> **課題の条件**: 提示文のうち、「僕はテレビを不所持なのでニュ」で始まり「そんな中で、たまたまこんなサイトを見つけた。」まで続く部分を、一字も変えずに書き写してください。

僕はテレビを不所持なのでニュースなど滅多に見ない。本当につい昨日にこのことを知った。それでネットにある、今回の受賞者の記事を手探りしながら読み進める。しかし、この手の記事は作品内容について云々というのはあまり書かれず、その作者の背景やある種の生き様みたいなところを深堀しているに過ぎない。もうほとほと呆れてしまう。

そんな中で、たまたまこんなサイトを見つけた。

このサイトには歴代の芥川賞の選評などが掲載されており、今回の受賞者とか実際どうでもよくなってしまった。それで自分が好きな作家が芥川賞を取った当時は誰が選出して、どのような選評を書いているかが気になった。サイトをどんどんスクロールさせて見ていく。これが結構面白いのである。僕は2時間ぐらいずっとモニターにかじりつきだった。

> **提供データ**:
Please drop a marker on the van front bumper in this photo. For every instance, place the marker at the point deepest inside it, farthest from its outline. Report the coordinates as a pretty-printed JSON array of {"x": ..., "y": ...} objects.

> **解答**:
僕はテレビを不所持なのでニュースなど滅多に見ない。本当につい昨日にこのことを知った。それでネットにある、今回の受賞者の記事を手探りしながら読み進める。しかし、この手の記事は作品内容について云々というのはあまり書かれず、その作者の背景やある種の生き様みたいなところを深堀しているに過ぎない。もうほとほと呆れてしまう。

そんな中で、たまたまこんなサイトを見つけた。